WHAT IS REQUIRED ::
Count the lines of the data below that contain the string "triangular" and give only that number.

DATASET ROWS ::
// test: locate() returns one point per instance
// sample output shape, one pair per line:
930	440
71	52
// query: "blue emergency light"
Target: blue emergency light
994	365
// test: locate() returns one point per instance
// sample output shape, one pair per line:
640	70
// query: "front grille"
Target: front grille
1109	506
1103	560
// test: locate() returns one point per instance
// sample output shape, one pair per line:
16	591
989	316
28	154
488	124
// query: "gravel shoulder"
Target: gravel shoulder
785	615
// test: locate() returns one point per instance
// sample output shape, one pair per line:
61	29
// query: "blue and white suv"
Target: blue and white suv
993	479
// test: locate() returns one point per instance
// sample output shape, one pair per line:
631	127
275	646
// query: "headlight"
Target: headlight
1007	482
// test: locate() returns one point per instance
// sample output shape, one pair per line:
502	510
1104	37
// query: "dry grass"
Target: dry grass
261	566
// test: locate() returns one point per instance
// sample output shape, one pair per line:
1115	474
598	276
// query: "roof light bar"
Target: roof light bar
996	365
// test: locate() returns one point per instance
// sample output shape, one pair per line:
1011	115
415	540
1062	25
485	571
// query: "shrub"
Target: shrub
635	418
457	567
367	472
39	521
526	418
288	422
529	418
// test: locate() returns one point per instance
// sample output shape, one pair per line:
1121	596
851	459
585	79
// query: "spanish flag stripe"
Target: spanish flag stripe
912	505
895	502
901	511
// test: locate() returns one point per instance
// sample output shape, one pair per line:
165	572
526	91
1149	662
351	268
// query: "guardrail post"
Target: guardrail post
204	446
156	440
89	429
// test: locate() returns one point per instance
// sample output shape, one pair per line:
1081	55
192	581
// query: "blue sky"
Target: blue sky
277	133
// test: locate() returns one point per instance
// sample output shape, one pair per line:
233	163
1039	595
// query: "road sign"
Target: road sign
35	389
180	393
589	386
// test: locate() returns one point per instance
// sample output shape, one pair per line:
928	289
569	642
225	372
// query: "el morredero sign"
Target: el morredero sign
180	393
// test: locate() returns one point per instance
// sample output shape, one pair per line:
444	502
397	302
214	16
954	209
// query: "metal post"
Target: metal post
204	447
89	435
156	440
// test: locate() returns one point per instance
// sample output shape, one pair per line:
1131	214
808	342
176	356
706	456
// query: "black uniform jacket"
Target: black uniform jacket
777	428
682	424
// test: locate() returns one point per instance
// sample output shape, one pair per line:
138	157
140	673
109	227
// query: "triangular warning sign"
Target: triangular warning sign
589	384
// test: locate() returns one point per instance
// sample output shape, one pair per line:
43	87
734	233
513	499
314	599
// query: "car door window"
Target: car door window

THE RESULT ::
2